**THE TASK**
Reproduce word for word the portion of the Science Industry Action Agenda passage that begins at "Science Industry Australia, through" and stops after "science industry competitiveness.".

**SOURCE EXTRACT**
Minister Peter McGauran, who said, "It is an exciting opportunity for the science industry to measure itself against international standards and gain vital statistics on the domestic market", launched the study. It is expected that study results will be available to the Science Industry Action Agenda team and contributing companies during October.

The government's industry action agendas combine the expertise of industry and government to identify impediments to growth, harness competitive advantage and maximise opportunities for the development of the target sector. More information on individual action agendas can be found at: The Science Industry Action Agenda is the latest development that builds on the federal government's $5 billion Innovation Action Plan, Backing Australia's Ability. It follows closely the recent mapping exercise of Australia's science and innovation system.

How does it work?

Science Industry Australia, through its member companies and beyond, invites participation by the broader industry to work closely with government and other stakeholders to assist in the creation of a development plan for the science industry.

In February this year, the Minister for Industry, Tourism & Resources, the Hon Ian Macfarlane MP and the Minister for Education, Science and Training, the Hon Peter McGauran MP appointed a Strategic Industry Leaders Group (SILG) to initiate activities and coordinate the development of the Science Industry Action Agenda. The SILG is chaired by Emeritus Professor Chris Fell AM and supported by a secretariat drawn from DITR and DEST. It is studying industry capability and working together with people drawn from representative sector companies and organisations to develop strategies for improving Australian science industry competitiveness.

Currently there are four working groups, each led by a member of the SILG. They are studying:

  • Market development and market access;
  • R&D commercialisation;
  • Distribution, and technology services; and
  • Education, training and work practices.

Mr Tony van Staveren, president of the SIA, said, "Achievement of action agenda status for the science industry will become a unifying factor between government, industry and the Australian research and innovation community. The government is investing in science for our future and this new initiative is a strong catalyst for lifting the profile, importance and outputs of the science industry. The deliverable outcomes from the action agenda will enhance Australia's economic wealth, create job opportunities and enhance the quality of life for all Australians."

**RECORDED DATA**
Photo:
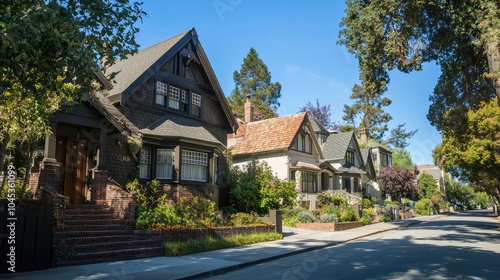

**SOLUTION FOR THIS PROBLEM**
Science Industry Australia, through its member companies and beyond, invites participation by the broader industry to work closely with government and other stakeholders to assist in the creation of a development plan for the science industry.

In February this year, the Minister for Industry, Tourism & Resources, the Hon Ian Macfarlane MP and the Minister for Education, Science and Training, the Hon Peter McGauran MP appointed a Strategic Industry Leaders Group (SILG) to initiate activities and coordinate the development of the Science Industry Action Agenda. The SILG is chaired by Emeritus Professor Chris Fell AM and supported by a secretariat drawn from DITR and DEST. It is studying industry capability and working together with people drawn from representative sector companies and organisations to develop strategies for improving Australian science industry competitiveness.